§ Written request:
Collect every line of the records that contains the word "ground". Which lines are they? Copy each one in full.

§ Entries provided:
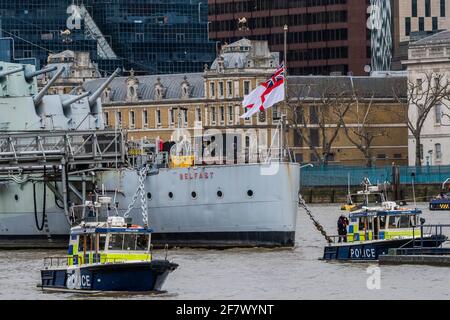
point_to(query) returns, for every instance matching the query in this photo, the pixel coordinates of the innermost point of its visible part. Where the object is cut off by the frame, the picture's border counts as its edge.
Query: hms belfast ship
(55, 152)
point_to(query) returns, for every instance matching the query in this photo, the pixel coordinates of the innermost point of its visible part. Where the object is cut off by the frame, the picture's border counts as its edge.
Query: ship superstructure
(55, 151)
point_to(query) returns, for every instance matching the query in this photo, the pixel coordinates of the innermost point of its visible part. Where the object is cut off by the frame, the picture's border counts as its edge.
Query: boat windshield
(403, 221)
(128, 242)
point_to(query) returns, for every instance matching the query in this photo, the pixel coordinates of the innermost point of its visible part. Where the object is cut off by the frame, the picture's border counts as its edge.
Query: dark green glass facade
(150, 36)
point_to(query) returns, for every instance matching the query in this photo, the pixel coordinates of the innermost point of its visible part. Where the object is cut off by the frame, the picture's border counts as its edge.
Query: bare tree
(422, 95)
(320, 106)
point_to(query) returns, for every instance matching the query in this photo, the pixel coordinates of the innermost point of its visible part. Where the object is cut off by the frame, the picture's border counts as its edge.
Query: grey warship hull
(207, 206)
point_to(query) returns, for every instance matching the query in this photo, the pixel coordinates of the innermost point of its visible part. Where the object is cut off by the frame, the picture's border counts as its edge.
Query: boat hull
(371, 250)
(117, 277)
(440, 205)
(265, 218)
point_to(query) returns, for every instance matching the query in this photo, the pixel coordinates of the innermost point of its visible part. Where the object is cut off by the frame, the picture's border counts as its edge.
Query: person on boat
(342, 228)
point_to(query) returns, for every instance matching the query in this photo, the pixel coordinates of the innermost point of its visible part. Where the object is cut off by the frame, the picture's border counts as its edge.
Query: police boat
(442, 201)
(374, 230)
(107, 254)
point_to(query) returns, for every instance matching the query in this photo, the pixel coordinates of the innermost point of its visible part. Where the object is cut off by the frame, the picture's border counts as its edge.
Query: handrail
(68, 260)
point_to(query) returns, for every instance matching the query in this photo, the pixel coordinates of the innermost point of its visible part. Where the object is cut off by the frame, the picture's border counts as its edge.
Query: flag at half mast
(266, 94)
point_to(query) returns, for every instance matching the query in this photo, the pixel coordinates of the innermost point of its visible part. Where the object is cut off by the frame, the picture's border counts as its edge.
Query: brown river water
(257, 273)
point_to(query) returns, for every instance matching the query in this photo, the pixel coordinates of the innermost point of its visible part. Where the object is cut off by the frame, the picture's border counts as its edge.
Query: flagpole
(283, 116)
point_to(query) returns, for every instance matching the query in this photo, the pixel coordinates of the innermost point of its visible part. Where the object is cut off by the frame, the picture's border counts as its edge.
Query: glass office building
(149, 36)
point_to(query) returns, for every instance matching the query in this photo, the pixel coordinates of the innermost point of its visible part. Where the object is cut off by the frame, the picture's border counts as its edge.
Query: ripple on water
(255, 273)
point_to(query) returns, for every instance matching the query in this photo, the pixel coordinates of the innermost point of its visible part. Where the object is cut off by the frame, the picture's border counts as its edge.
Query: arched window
(438, 151)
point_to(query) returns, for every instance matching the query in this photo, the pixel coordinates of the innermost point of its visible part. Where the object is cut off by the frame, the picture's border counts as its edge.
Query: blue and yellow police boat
(106, 254)
(442, 201)
(375, 230)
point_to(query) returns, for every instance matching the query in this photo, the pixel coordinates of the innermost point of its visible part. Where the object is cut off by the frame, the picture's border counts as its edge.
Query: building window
(213, 115)
(198, 114)
(158, 118)
(221, 88)
(407, 26)
(419, 84)
(427, 8)
(438, 113)
(421, 24)
(145, 119)
(106, 118)
(119, 118)
(414, 8)
(229, 89)
(437, 148)
(222, 115)
(212, 89)
(230, 114)
(435, 23)
(246, 88)
(262, 117)
(140, 37)
(171, 117)
(275, 114)
(185, 117)
(132, 120)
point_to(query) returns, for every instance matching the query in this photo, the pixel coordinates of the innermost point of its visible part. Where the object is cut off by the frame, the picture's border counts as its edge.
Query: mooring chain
(140, 191)
(318, 226)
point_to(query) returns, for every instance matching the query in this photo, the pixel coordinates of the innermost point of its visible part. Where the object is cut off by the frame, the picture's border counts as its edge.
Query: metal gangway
(32, 151)
(104, 49)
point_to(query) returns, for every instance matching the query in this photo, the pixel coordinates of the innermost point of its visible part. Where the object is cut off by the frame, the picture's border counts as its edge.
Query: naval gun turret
(29, 76)
(38, 98)
(93, 99)
(4, 73)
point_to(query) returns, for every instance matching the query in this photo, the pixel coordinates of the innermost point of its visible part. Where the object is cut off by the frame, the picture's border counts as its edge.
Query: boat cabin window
(115, 241)
(102, 241)
(365, 223)
(404, 221)
(129, 242)
(382, 222)
(86, 243)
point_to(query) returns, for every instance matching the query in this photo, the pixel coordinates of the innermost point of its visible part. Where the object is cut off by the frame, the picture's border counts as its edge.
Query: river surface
(257, 273)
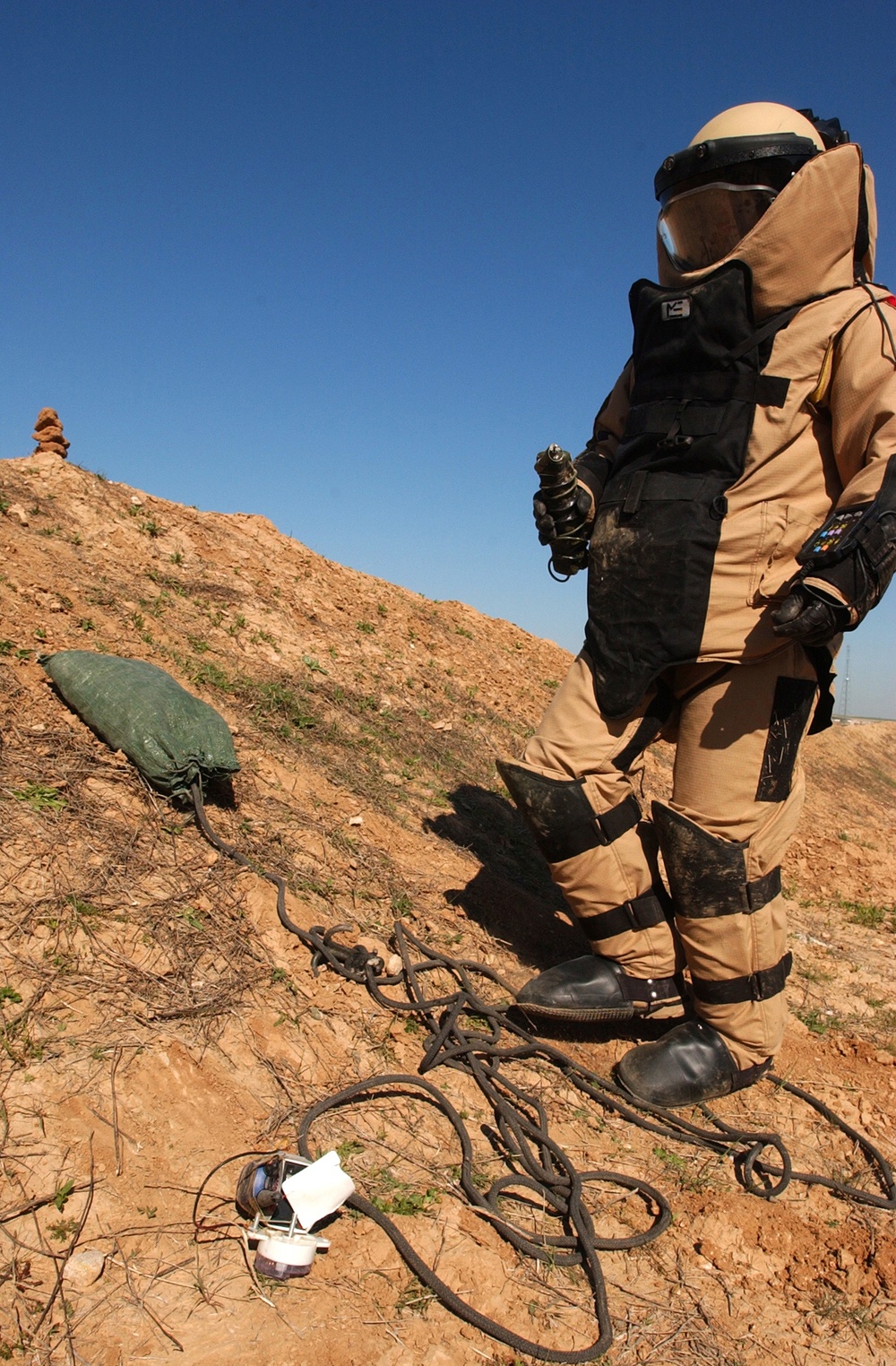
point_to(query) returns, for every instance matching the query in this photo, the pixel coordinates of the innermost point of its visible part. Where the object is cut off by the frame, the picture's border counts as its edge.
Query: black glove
(856, 553)
(810, 617)
(565, 529)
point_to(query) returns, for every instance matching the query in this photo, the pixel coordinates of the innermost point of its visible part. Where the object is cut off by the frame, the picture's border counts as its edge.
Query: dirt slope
(156, 1019)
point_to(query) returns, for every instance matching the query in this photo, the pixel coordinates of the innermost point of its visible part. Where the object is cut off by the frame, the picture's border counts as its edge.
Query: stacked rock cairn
(48, 433)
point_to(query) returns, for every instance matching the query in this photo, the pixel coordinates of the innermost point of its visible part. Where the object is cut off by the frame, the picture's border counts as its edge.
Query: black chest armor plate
(697, 361)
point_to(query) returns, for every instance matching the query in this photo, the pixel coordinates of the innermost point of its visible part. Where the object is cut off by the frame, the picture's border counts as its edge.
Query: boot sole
(596, 1016)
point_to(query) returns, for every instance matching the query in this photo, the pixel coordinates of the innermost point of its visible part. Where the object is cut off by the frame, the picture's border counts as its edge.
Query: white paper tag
(318, 1190)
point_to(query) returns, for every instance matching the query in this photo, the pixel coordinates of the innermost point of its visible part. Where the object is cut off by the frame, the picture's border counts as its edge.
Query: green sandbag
(172, 737)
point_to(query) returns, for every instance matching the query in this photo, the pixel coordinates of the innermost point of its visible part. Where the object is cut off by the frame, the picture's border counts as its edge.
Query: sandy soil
(156, 1019)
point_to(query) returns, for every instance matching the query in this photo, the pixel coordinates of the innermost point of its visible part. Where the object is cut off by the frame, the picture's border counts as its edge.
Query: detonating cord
(477, 1037)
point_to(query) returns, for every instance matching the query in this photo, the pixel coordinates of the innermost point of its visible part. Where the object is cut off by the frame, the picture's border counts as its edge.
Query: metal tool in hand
(563, 513)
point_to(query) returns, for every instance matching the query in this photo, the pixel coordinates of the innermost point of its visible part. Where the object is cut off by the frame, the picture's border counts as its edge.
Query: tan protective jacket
(830, 443)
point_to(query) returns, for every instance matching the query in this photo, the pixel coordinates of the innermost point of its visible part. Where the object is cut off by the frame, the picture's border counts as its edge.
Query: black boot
(593, 988)
(690, 1064)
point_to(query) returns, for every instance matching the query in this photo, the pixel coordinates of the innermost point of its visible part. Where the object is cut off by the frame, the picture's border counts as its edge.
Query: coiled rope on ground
(477, 1039)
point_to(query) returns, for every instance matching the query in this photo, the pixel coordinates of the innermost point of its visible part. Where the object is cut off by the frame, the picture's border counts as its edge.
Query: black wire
(534, 1160)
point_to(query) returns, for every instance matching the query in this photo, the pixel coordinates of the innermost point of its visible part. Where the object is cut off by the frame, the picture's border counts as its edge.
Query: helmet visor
(702, 226)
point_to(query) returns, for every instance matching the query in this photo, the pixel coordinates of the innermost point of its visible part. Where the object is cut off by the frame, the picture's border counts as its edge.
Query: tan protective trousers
(737, 777)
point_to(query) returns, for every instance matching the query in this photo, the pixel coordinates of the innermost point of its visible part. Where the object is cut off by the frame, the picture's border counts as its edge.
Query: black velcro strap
(769, 391)
(757, 987)
(763, 889)
(641, 912)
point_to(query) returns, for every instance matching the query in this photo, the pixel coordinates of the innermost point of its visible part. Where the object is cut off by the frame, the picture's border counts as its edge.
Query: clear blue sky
(351, 263)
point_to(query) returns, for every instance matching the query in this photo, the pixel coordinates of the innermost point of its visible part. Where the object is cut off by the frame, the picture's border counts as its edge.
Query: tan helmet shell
(750, 120)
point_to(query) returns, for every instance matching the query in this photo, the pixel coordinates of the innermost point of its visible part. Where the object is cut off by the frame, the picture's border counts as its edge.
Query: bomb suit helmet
(716, 190)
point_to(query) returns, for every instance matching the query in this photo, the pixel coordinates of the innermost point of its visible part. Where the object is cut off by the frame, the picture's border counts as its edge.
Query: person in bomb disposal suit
(737, 513)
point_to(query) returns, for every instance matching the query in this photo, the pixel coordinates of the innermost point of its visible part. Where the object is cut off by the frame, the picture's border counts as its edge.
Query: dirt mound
(156, 1019)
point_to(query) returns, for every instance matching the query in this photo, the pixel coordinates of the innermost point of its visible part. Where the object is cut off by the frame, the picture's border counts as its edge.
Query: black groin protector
(697, 362)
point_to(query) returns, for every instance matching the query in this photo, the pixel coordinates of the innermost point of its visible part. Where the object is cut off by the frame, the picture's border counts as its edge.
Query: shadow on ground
(511, 896)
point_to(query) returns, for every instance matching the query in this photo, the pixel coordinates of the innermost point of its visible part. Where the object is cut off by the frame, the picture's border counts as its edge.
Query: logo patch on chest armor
(672, 309)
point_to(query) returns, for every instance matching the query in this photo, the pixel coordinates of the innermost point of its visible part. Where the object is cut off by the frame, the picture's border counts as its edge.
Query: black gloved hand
(565, 529)
(810, 617)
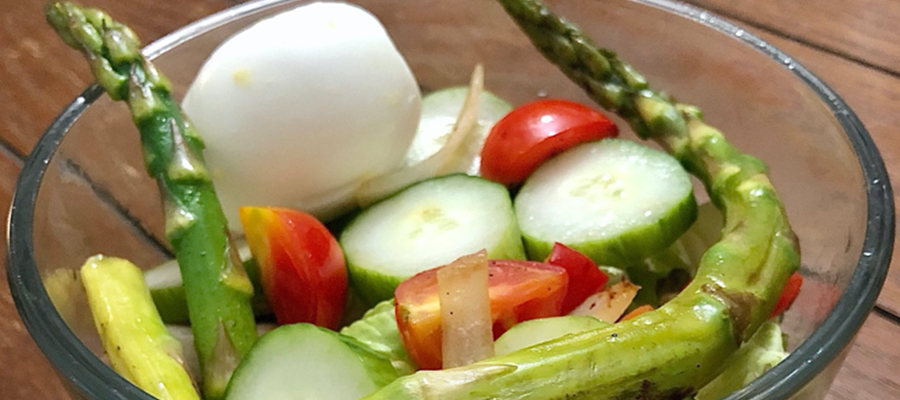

§ Exercise output:
Query: coiled rope on ground
Query: shadow on ground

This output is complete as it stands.